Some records
------------------------------------
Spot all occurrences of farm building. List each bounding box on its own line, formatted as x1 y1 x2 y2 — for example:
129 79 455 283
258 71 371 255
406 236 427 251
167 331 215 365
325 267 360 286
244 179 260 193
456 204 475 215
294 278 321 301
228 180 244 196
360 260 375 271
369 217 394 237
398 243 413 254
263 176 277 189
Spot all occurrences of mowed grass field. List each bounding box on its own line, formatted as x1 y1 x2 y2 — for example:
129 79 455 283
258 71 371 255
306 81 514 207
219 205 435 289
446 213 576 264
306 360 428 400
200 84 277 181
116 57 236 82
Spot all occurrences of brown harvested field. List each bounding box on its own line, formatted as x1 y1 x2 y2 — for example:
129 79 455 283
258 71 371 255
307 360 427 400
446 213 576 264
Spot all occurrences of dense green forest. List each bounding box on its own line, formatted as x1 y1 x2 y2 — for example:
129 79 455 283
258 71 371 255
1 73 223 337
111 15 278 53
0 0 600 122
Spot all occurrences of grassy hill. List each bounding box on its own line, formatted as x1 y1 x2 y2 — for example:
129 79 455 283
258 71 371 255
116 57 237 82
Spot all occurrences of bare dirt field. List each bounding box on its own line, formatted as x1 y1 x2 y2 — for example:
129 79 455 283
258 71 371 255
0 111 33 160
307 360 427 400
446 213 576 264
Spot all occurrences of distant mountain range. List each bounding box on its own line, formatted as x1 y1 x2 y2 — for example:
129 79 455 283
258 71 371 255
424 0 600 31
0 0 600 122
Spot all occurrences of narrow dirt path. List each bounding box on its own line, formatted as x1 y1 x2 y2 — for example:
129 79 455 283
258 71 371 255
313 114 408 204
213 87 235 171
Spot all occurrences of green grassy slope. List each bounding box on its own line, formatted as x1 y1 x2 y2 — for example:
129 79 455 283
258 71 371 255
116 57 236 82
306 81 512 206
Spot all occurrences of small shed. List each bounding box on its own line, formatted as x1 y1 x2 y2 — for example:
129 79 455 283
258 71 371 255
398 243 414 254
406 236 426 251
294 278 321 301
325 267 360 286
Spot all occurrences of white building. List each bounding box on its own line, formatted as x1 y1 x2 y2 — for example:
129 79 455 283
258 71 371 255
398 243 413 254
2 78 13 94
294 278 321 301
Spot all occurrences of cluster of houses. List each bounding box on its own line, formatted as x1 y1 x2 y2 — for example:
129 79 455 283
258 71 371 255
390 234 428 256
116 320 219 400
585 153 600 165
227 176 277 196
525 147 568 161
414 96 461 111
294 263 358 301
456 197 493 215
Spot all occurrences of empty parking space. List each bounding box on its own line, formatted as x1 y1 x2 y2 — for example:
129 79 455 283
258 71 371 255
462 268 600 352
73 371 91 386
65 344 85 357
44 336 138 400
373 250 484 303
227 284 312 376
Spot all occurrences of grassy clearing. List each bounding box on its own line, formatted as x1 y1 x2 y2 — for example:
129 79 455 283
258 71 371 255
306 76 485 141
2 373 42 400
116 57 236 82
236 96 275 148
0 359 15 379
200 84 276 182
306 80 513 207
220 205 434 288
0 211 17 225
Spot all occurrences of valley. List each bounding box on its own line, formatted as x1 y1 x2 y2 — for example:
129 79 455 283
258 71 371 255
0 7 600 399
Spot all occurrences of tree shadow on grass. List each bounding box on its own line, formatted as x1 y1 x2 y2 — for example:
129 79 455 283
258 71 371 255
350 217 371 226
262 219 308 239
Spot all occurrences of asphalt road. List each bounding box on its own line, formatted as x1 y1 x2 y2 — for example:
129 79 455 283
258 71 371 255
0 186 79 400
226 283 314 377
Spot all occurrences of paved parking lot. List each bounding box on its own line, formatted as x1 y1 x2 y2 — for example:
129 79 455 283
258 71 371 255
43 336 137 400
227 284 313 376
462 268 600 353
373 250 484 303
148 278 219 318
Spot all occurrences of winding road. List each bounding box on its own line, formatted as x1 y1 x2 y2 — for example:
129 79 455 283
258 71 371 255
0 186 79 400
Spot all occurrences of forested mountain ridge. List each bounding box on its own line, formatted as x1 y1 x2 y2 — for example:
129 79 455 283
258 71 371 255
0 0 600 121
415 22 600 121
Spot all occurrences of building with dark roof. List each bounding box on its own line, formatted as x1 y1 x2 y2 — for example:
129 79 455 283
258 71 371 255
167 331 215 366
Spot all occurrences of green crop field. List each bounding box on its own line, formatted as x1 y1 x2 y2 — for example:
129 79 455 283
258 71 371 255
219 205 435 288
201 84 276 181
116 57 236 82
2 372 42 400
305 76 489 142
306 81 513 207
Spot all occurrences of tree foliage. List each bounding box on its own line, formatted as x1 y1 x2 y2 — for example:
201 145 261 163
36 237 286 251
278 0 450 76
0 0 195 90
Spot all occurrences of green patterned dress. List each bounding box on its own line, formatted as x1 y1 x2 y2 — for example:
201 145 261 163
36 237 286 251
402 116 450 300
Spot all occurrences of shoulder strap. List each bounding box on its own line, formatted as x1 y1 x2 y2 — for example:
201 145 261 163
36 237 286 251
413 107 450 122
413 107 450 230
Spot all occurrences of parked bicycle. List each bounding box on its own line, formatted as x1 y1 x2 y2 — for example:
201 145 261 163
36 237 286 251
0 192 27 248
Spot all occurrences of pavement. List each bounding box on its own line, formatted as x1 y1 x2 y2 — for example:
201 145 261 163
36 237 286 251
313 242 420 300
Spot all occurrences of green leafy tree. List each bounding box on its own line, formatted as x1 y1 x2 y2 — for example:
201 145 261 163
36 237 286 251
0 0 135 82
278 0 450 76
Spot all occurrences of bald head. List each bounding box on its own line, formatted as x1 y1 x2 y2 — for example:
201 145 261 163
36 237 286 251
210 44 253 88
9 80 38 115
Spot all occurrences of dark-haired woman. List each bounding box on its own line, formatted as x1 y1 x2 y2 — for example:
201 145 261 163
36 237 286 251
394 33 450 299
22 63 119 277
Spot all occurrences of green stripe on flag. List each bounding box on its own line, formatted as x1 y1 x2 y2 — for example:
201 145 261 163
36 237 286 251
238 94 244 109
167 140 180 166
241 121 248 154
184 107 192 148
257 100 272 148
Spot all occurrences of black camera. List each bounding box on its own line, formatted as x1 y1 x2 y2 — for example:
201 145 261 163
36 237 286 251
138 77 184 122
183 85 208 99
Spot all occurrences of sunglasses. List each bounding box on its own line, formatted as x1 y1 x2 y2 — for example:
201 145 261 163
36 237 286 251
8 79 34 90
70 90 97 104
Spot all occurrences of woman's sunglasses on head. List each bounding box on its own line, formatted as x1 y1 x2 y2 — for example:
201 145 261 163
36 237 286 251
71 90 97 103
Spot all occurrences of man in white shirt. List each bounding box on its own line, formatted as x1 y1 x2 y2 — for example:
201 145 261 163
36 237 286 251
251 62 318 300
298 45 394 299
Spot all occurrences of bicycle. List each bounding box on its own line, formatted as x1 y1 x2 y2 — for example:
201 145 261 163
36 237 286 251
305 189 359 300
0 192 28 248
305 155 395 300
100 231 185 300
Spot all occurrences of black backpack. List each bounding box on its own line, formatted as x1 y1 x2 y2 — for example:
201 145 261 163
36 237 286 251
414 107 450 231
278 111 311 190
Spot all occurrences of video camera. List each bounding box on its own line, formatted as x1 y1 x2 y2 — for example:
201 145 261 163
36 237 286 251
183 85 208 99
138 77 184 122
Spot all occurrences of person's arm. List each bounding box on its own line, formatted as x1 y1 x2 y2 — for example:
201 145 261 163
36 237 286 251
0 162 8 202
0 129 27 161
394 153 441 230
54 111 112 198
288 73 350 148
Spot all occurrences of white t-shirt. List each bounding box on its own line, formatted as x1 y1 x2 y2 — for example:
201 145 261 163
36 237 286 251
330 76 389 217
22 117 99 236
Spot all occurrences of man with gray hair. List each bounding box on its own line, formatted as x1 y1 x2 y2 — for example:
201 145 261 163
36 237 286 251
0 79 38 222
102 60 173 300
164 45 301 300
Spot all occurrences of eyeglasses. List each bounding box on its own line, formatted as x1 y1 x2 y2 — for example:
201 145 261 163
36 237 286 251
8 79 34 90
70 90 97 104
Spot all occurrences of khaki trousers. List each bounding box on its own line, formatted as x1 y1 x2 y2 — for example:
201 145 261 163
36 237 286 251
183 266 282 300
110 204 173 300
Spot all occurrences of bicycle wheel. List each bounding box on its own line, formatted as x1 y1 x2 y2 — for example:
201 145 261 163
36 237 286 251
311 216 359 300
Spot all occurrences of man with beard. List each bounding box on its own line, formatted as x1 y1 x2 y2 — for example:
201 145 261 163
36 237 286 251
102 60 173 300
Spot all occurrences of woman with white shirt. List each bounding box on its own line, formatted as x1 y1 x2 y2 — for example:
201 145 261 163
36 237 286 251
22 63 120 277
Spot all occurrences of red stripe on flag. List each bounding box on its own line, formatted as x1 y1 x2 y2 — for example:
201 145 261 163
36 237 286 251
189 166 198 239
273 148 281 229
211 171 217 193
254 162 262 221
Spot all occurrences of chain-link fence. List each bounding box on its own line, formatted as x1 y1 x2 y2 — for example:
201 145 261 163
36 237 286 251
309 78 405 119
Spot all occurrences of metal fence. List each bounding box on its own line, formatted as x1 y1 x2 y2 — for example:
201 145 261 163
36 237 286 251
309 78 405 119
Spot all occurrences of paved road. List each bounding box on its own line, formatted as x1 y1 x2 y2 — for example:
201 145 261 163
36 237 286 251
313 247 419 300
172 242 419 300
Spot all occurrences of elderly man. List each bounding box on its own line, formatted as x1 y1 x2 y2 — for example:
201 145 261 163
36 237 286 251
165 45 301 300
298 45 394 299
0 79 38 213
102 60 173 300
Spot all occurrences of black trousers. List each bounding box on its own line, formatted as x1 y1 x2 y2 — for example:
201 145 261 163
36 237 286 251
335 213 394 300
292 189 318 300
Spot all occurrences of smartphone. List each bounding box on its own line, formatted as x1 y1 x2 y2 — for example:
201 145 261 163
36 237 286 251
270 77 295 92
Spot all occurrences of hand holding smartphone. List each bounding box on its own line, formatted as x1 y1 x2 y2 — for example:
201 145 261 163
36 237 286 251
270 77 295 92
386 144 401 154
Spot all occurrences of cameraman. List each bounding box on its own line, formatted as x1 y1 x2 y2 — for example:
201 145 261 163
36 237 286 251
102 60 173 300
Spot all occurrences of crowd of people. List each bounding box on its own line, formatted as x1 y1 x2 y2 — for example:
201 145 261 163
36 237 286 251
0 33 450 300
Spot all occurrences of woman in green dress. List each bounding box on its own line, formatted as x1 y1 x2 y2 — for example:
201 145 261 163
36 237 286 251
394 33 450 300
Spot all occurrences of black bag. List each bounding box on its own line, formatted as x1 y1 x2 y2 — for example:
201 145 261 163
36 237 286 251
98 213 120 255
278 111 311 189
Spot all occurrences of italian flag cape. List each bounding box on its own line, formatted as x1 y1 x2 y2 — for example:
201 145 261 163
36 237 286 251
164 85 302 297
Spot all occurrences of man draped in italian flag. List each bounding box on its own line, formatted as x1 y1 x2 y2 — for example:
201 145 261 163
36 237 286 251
------------------------------------
(Request):
Reproduce the lines above, beginning with the line that contains "Spot all occurrences of narrow" and ending with the line that contains "213 87 235 171".

(Task answer):
Spot all occurrences of narrow dirt path. List each bounding box on its own line, formatted as x1 y1 x2 y2 — for example:
129 79 455 283
258 71 371 255
313 114 408 204
213 87 235 171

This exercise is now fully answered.